** Begin SELECTED PASSAGE **

GOP state legislators move to police social media

Republican state legislators across the country are eyeing new restrictions on the type of content that major social media companies can police.

In the absence of federal action on tech reforms, the state-level proposals are leaving industry experts worried about a patchwork of regulations and a flood of litigation.

Legislators in at least 18 states have considered bills that would impose penalties for censorship or content limits based on ideological viewpoints. The specifics vary, but many of the proposals would allow users who believe their views have been censored or silenced to bring lawsuits in state courts.

“By preventing Big Tech companies from continuing to engage in viewpoint discrimination, we hope to protect the free exchange of ideas and information in Ohio,” Ohio state Rep. Scott Wiggam (R) said at a recent committee hearing introducing his state’s version of the measure. He called it “an anti-discrimination bill, at its heart. It will prevent Big Tech from censoring the expressions of Ohioans based upon their point of view.”

An Ohio state House committee advanced the measure last week, sending it one step closer to a floor vote.

Only two states have passed measures restricting the activities of social media companies. In both those states — Florida and Texas — judges have issued rulings blocking the new laws after challenges from technology industry groups.

Other states are undaunted by the court challenges. Bills targeting social media companies have advanced in the last year in Oklahoma, Iowa, West Virginia, Idaho, Utah and Louisiana. Only in Utah did the measure actually reach the governor’s desk, though Gov. Spencer Cox (R) vetoed it last year.

** End SELECTED PASSAGE **
** Begin MATERIAL PROVIDED **

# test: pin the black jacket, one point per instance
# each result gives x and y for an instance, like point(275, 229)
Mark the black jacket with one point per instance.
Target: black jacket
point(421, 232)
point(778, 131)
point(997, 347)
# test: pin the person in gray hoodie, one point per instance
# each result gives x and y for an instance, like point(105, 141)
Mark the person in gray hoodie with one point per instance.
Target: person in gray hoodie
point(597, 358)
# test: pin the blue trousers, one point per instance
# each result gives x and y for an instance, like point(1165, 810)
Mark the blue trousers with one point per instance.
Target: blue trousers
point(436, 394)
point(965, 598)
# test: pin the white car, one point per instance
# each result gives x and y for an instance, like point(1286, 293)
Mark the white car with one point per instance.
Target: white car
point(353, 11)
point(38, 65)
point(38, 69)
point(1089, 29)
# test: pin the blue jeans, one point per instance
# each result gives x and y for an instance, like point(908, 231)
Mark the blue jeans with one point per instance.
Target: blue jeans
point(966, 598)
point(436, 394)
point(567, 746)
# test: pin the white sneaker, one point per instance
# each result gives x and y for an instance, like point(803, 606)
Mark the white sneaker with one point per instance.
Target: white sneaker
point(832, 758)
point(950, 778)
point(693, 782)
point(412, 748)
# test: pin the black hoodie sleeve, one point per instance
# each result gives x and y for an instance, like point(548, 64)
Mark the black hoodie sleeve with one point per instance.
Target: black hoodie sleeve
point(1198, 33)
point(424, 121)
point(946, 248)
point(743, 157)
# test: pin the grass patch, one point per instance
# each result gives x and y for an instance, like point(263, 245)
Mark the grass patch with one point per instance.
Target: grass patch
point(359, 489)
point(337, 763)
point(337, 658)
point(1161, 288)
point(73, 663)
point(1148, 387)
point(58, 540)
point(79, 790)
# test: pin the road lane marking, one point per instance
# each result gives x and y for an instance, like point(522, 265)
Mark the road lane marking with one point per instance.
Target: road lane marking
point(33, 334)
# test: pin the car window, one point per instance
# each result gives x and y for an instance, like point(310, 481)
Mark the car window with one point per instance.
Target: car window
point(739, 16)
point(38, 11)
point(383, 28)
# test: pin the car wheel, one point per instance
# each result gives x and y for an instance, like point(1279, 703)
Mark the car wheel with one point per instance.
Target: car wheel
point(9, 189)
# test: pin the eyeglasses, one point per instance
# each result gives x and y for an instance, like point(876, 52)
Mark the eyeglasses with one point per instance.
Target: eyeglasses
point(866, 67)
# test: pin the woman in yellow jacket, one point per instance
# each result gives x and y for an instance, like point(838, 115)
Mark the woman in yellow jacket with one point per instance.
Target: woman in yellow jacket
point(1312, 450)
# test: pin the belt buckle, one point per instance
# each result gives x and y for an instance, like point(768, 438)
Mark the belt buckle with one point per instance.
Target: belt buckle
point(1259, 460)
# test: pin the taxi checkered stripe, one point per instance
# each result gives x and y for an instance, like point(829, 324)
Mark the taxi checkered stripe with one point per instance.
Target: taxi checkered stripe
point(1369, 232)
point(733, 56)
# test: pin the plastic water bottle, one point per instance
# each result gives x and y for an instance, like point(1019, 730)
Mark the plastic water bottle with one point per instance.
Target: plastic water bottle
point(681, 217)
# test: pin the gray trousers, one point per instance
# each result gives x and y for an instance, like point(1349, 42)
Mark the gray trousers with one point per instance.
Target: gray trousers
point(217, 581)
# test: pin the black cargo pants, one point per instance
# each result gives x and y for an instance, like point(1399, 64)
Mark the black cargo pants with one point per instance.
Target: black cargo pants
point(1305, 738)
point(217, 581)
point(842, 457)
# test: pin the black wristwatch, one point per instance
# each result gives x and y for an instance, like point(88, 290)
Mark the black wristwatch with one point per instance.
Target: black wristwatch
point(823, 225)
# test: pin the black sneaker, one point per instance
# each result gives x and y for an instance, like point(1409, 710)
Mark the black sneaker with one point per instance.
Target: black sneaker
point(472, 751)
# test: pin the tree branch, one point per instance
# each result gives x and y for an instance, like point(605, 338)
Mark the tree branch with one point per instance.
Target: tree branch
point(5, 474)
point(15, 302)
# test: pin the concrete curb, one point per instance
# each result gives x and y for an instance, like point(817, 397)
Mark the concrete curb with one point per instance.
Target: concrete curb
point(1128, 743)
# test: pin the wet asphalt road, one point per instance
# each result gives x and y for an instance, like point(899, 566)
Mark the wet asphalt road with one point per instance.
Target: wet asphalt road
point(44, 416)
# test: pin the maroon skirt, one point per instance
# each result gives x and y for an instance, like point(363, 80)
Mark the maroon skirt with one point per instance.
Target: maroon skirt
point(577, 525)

** End MATERIAL PROVIDED **

◆ **LIST OF TASKS**
a – From the text on state social media bills, reproduce the passage between "Republican state legislators" and "flood of litigation.", inclusive.
b – Pick up the text on state social media bills after its last sentence and keep writing.

◆ **RESULTS BY TASK**
a –
Republican state legislators across the country are eyeing new restrictions on the type of content that major social media companies can police.

In the absence of federal action on tech reforms, the state-level proposals are leaving industry experts worried about a patchwork of regulations and a flood of litigation.

b –
Other bills have been introduced, but died or did not advance, in Arkansas, Alabama, Kansas, North Dakota, South Dakota, North Carolina, Nebraska, Missouri and Kentucky.

West Virginia’s version of the measure would prohibit censorship of political candidates. The bill’s sponsor, Del. Daniel Linville (R), said his goal was to bring social media companies in line with more traditional media companies that sell or allow political advertising on their platforms.

“If you owned a billboard company, you couldn’t just take out a billboard that advocated for the support or defeat of a particular candidate or ballot question or whatever without reporting it and being subject to limits,” Linville said in an interview this week. “It’s essentially trying to level the playing field as it would be with any traditional media.”

Linville’s bill passed the state House of Delegates last year, though “a little late,” he said, for its consideration in the state Senate. He said the bill is likely to come up again when legislators reconvene next year.

Tech industry experts and advocates see the bills as a long-term threat to their business models.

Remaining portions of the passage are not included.